**WHAT YOU SHOULD DO**
Can you rewrite the commit diff from the words "self._initialized = False" through "size - total_bytes_written)", renaming "bytes_to_copy" to "chunk_bytes" wherever it occurs?

━━━ TEXT BLOCK

Make sure we don't generate chunk sizes larger than 5 GB.

Amazon S3 does not allow for chunk sizes larger than 5 GB; we currently don't handle that case at all, which is why large uploads are failing. This change ensures that if a storage engine specifies a *maximum* chunk size, we write multiple chunks no larger than that size.
2016-09-27 12:23:32 +02:00 · 2016-09-27 12:23:32 +02:00 · bfe2646a50
commit bfe2646a50
parent a74e94fb67
2 changed files with 112 additions and 8 deletions
--- a/storage/cloud.py
+++ b/storage/cloud.py
@ -3,6 +3,8 @@ import os
 import logging
 import copy

+from itertools import chain
+
 from boto.exception import S3ResponseError
 import boto.s3.connection
 import boto.s3.multipart
@ -51,7 +53,8 @@ class _CloudStorage(BaseStorageV2):
               storage_path, bucket_name, access_key=None, secret_key=None):
    super(_CloudStorage, self).__init__()

-    self.automatic_chunk_size = 5 * 1024 * 1024
+    self.minimum_chunk_size = 5 * 1024 * 1024
+    self.maximum_chunk_size = None

    self._initialized = False
    self._bucket_name = bucket_name
@ -184,7 +187,7 @@ class _CloudStorage(BaseStorageV2):
    num_part = 1
    total_bytes_written = 0
    while size == filelike.READ_UNTIL_END or total_bytes_written < size:
-      bytes_to_copy = self.automatic_chunk_size
+      bytes_to_copy = self.minimum_chunk_size
      if size != filelike.READ_UNTIL_END:
        # We never want to ask for more bytes than our caller has indicated to copy
        bytes_to_copy = min(bytes_to_copy, size - total_bytes_written)
@ -364,6 +367,22 @@ class _CloudStorage(BaseStorageV2):
        logger.exception('Exception trying to perform action %s', action)

━━━━━━
━━━ INFORMATION SHOWN

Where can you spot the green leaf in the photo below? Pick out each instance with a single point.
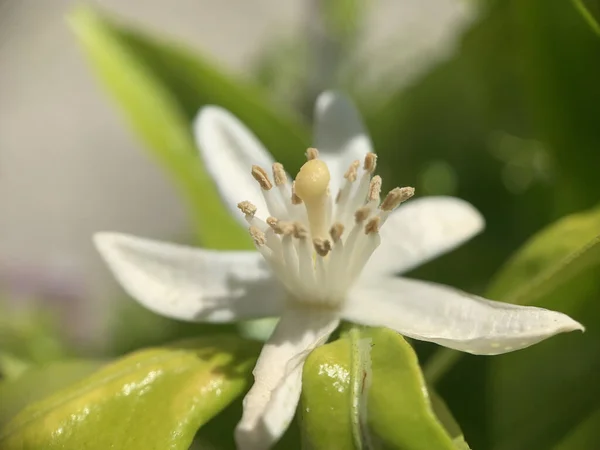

━━━━━━

**EXERCISE ANSWER**
self._initialized = False
    self._bucket_name = bucket_name
@ -184,7 +187,7 @@ class _CloudStorage(BaseStorageV2):
    num_part = 1
    total_bytes_written = 0
    while size == filelike.READ_UNTIL_END or total_bytes_written < size:
-      chunk_bytes = self.automatic_chunk_size
+      chunk_bytes = self.minimum_chunk_size
      if size != filelike.READ_UNTIL_END:
        # We never want to ask for more bytes than our caller has indicated to copy
        chunk_bytes = min(chunk_bytes, size - total_bytes_written)